**What the task asks**. Pull out every line of the entries below that contains the string "backsplash", matching case exactly.

**Records to use**.
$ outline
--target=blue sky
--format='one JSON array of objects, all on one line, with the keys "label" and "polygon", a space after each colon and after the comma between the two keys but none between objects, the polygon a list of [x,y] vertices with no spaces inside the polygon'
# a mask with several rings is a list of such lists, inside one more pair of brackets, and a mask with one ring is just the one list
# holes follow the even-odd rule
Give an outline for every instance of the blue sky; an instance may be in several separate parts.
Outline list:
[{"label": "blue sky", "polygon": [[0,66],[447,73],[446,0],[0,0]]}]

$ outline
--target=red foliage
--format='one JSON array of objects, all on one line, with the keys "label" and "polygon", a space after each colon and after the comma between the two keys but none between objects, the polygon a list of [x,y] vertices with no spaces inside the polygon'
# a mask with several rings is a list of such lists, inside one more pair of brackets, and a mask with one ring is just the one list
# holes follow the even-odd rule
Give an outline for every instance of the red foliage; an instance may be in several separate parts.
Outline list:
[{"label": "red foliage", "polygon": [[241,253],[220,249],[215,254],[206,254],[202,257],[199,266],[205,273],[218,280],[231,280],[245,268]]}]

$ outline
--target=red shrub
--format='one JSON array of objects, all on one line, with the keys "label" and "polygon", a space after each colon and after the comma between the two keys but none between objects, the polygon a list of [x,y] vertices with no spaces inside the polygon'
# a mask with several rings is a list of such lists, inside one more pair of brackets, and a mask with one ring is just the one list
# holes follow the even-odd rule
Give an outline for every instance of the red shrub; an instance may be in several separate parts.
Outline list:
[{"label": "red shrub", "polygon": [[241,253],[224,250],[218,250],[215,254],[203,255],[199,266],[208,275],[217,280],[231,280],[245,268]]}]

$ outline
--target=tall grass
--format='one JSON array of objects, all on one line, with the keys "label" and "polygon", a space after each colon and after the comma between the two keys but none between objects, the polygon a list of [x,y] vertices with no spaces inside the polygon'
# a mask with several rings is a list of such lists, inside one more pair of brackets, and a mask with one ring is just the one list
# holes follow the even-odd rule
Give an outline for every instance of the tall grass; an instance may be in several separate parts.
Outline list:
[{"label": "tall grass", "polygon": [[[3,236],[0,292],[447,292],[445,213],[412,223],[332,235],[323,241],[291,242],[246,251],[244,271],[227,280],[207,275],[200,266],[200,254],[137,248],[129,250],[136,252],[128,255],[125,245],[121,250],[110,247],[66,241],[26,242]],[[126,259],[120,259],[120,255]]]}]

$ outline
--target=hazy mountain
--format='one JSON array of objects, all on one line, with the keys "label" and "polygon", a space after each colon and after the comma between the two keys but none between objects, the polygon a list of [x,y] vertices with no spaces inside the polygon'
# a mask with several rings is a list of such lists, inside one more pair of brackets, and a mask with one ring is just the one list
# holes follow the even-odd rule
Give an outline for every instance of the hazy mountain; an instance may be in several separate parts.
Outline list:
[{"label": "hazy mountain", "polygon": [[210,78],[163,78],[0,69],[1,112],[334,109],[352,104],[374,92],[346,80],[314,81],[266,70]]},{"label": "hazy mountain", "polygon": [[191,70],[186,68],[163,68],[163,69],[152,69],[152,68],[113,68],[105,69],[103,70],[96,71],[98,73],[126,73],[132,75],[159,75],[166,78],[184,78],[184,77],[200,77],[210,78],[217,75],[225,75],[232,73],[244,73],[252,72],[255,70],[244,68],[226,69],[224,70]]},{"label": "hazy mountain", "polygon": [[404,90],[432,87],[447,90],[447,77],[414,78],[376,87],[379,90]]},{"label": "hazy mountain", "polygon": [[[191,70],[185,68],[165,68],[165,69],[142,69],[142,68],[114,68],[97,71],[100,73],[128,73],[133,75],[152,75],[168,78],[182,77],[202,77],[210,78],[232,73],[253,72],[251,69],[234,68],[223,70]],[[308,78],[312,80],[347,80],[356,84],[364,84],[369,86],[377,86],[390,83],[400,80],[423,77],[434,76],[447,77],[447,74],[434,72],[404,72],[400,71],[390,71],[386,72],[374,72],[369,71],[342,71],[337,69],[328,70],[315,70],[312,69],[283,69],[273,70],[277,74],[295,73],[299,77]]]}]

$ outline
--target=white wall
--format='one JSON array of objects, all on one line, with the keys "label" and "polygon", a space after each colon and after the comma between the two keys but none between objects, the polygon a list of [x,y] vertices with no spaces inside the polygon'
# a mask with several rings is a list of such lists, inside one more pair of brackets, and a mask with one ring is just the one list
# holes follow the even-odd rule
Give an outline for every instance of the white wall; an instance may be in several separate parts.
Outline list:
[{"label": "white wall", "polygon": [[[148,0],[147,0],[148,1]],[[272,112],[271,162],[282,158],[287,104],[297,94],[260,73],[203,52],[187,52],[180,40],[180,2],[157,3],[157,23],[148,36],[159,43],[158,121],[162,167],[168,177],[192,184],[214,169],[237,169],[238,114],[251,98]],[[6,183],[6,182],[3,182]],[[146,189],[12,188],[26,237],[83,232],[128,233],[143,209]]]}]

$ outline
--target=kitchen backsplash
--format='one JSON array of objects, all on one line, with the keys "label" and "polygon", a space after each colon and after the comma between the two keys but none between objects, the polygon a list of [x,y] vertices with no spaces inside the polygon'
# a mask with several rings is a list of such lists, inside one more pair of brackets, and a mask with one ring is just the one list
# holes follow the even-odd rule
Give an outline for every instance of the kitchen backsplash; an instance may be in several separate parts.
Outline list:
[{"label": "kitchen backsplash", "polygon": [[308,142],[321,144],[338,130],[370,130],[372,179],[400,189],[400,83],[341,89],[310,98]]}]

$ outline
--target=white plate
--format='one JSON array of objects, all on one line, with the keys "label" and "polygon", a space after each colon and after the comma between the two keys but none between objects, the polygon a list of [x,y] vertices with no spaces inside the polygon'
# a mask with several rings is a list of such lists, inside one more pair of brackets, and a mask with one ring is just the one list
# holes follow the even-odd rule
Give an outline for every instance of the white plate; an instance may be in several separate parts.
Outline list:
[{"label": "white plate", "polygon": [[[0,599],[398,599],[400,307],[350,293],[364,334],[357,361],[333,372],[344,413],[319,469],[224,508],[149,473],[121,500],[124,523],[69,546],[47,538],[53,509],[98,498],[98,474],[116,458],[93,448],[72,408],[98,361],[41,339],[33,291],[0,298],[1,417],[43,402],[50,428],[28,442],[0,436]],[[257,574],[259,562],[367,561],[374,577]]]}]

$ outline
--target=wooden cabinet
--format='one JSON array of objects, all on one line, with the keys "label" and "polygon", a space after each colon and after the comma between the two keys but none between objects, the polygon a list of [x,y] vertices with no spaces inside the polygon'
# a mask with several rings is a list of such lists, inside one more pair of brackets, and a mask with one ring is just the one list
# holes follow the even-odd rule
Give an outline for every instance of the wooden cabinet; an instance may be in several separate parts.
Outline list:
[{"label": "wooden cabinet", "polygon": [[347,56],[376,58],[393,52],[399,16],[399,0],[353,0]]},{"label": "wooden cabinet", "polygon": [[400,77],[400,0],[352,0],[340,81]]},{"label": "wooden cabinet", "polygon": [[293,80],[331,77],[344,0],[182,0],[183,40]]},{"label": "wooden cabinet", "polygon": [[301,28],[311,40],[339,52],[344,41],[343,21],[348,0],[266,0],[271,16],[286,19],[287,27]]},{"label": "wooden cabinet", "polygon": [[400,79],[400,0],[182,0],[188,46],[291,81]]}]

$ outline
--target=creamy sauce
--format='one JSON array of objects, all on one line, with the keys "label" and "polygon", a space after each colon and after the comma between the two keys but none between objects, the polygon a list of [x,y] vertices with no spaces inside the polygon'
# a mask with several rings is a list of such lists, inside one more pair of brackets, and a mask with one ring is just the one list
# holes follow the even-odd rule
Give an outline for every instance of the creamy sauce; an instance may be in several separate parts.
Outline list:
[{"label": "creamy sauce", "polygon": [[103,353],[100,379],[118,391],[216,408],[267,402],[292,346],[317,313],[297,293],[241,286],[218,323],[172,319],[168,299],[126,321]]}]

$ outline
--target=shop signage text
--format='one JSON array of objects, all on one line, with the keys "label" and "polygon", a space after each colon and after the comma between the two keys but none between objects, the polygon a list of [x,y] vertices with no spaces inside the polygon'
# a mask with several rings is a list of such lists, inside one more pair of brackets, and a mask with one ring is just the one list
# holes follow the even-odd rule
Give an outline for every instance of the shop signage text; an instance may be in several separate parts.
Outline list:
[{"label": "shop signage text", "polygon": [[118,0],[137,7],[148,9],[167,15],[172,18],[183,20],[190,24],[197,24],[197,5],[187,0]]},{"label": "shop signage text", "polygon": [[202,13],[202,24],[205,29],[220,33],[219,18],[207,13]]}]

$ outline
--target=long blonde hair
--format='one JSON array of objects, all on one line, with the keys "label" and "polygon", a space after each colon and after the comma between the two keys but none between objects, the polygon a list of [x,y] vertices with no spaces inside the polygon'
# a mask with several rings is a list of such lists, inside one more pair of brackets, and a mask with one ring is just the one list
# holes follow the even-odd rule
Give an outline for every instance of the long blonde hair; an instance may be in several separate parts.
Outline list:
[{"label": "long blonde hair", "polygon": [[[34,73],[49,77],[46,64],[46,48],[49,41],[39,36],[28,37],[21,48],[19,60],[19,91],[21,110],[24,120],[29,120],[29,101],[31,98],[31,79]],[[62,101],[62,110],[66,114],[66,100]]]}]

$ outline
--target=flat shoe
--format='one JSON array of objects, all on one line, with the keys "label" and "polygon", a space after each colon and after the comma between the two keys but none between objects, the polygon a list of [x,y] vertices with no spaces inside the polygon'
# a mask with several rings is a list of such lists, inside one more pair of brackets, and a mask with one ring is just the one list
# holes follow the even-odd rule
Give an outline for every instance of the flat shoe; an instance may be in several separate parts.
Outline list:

**Written answer**.
--target=kitchen backsplash
Give an outline for every instance of the kitchen backsplash; an instance may be in several separate parts.
[{"label": "kitchen backsplash", "polygon": [[308,142],[321,144],[338,130],[370,130],[372,179],[400,189],[400,83],[341,89],[310,98]]}]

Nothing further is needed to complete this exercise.